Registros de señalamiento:
++++++++

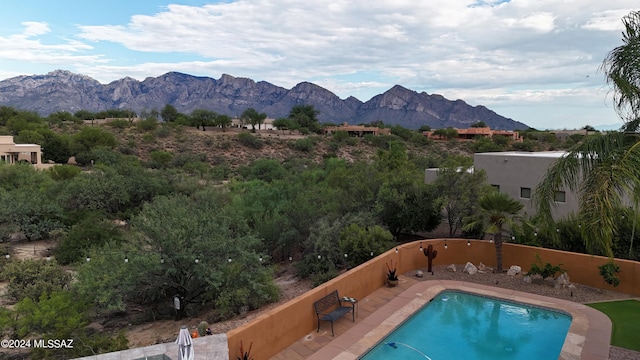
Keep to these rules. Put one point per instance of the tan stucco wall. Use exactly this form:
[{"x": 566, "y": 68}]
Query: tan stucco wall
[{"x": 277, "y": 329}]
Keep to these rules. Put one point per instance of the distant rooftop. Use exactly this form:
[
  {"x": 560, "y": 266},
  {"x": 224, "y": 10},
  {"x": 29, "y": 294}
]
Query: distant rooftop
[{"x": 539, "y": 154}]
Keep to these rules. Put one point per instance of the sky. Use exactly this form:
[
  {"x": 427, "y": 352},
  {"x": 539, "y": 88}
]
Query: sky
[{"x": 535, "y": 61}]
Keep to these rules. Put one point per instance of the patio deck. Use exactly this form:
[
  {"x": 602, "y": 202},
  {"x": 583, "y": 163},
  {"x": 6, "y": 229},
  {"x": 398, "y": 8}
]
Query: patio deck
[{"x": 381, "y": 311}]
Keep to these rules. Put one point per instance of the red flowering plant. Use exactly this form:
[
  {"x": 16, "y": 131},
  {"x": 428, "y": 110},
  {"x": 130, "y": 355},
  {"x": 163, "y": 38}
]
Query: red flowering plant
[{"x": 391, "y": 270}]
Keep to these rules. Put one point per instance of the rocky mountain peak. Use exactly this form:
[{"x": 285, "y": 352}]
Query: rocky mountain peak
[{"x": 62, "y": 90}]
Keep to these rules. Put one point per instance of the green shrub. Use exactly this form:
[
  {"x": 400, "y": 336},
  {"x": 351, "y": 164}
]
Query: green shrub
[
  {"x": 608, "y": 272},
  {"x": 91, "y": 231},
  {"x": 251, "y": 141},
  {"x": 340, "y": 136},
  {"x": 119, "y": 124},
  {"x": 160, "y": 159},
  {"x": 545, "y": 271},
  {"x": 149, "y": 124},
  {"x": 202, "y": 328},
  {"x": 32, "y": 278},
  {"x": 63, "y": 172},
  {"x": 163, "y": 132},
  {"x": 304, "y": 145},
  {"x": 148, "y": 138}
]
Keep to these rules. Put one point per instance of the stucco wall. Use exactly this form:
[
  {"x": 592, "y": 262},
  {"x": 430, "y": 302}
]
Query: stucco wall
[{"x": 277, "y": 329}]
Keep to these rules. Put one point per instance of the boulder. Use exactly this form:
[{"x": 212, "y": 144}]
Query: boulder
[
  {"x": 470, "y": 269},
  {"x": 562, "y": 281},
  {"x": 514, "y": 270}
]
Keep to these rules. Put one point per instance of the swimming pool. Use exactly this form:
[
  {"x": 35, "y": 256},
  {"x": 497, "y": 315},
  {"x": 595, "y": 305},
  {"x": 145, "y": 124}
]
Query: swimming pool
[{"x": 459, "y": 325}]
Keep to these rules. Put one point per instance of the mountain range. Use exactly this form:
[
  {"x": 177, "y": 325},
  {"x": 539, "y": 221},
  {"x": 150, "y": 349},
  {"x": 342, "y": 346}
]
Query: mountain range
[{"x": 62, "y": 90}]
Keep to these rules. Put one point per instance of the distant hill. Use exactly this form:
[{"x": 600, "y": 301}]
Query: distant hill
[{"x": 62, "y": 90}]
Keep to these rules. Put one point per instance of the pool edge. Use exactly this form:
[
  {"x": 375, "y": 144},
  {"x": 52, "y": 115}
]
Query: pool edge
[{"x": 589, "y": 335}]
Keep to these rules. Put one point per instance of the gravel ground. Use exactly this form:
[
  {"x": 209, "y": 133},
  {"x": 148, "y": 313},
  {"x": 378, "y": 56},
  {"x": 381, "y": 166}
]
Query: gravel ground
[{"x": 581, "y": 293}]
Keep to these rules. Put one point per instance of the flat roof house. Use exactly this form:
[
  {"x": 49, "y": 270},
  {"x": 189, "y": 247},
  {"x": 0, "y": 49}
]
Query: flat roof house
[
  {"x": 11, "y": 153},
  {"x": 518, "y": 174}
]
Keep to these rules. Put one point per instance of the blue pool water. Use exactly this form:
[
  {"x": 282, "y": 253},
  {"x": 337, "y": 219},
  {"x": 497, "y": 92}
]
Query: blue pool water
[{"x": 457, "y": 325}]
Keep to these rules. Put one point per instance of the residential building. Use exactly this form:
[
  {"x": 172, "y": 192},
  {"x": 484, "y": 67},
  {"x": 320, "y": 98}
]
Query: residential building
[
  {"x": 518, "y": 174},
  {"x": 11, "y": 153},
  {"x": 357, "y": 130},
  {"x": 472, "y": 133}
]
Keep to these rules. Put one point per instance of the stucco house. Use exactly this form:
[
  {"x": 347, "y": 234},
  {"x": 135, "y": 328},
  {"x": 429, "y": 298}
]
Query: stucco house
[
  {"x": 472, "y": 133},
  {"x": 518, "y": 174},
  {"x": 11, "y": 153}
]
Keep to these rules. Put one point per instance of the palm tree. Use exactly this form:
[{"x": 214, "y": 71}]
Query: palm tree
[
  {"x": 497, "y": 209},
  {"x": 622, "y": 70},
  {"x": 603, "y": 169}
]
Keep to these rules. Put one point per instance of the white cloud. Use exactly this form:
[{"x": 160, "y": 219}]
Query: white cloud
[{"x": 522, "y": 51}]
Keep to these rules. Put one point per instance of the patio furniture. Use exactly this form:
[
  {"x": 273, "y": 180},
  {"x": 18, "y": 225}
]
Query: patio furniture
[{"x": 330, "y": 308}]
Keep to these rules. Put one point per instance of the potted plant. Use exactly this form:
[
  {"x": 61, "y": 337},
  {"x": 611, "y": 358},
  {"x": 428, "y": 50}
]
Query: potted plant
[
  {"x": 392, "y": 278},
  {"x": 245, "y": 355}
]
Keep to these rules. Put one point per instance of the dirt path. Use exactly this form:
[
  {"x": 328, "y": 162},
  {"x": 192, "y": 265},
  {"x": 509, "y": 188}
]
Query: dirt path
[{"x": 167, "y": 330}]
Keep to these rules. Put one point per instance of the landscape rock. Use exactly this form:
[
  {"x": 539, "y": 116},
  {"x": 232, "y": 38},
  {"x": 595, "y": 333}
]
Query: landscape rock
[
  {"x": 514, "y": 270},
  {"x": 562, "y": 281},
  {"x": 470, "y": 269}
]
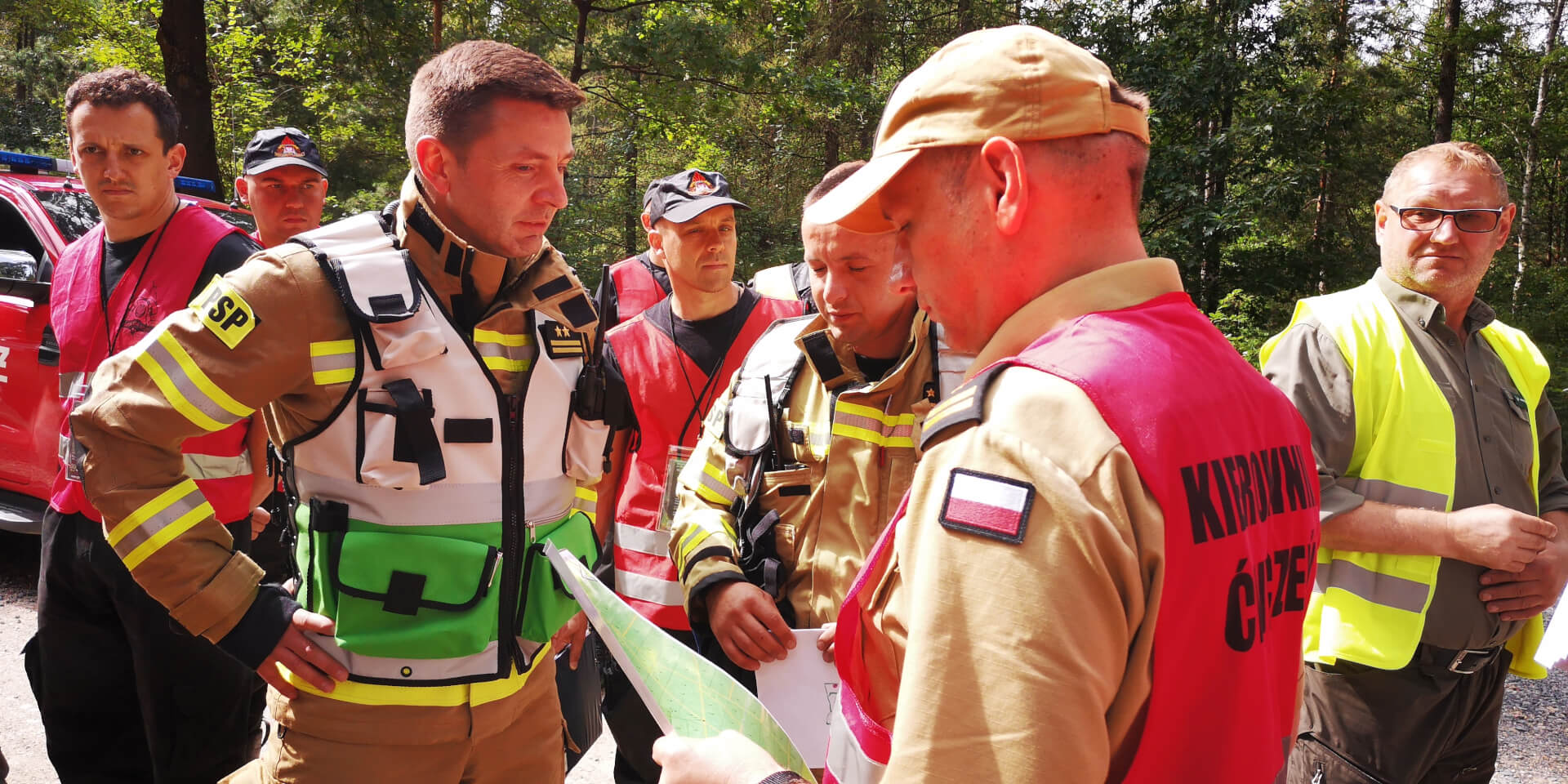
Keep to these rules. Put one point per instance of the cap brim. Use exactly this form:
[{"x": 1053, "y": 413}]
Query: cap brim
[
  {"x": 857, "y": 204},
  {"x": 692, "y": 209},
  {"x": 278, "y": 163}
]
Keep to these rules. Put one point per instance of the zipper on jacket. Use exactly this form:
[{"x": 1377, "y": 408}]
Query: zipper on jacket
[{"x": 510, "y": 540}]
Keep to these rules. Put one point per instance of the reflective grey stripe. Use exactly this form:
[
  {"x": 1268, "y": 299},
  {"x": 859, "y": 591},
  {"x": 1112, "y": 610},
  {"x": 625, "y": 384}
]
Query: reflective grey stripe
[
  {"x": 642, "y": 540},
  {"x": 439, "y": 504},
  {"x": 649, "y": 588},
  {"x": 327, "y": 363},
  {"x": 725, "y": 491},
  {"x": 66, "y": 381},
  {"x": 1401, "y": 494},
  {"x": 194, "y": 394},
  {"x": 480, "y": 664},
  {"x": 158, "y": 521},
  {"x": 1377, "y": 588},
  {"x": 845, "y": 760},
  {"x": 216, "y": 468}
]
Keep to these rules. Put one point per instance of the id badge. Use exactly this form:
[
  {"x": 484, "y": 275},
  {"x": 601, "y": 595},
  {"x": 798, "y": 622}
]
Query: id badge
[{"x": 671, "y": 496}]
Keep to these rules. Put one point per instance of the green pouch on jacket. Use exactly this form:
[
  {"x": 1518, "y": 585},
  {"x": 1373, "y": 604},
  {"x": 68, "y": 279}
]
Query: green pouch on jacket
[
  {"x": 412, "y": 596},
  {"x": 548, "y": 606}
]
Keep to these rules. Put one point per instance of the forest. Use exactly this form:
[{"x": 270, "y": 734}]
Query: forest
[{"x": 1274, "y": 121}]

++++++++

**Objetivo del ejercicio**
Copia sin cambios las líneas que van desde la que contiene "of the forest." hasta el final de los registros, ambas incluidas.

**Resultado obtenido**
Keep to these rules. Put one point per instance of the forest. Use exactly this form:
[{"x": 270, "y": 734}]
Query: forest
[{"x": 1274, "y": 121}]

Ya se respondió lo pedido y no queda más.